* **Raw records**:
※

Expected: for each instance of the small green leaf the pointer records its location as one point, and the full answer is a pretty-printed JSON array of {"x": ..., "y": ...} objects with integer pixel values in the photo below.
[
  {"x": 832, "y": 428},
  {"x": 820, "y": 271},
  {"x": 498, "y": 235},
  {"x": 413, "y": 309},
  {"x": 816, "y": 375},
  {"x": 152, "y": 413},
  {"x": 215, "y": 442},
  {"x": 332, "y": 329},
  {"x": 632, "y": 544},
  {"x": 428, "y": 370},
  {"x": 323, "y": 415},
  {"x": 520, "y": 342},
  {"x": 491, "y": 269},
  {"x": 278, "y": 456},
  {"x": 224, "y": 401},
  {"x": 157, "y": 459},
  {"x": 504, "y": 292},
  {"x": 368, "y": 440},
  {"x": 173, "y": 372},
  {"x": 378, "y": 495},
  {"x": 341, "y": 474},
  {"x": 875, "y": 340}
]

※

* **To be done**: Extract all lines as given.

* **Written response**:
Expected: for each instance of the small green leaf the pointer records its location as one point, and the full answer is a pretty-printed JSON array of {"x": ..., "y": ...} objects with integer pixel values in the photo below.
[
  {"x": 832, "y": 428},
  {"x": 820, "y": 271},
  {"x": 498, "y": 235},
  {"x": 413, "y": 309},
  {"x": 816, "y": 375},
  {"x": 152, "y": 413},
  {"x": 215, "y": 442},
  {"x": 332, "y": 329},
  {"x": 632, "y": 544},
  {"x": 428, "y": 370},
  {"x": 323, "y": 415},
  {"x": 520, "y": 342},
  {"x": 491, "y": 269},
  {"x": 278, "y": 456},
  {"x": 224, "y": 401},
  {"x": 157, "y": 459},
  {"x": 504, "y": 292},
  {"x": 368, "y": 440},
  {"x": 173, "y": 372},
  {"x": 378, "y": 495},
  {"x": 341, "y": 474},
  {"x": 875, "y": 340}
]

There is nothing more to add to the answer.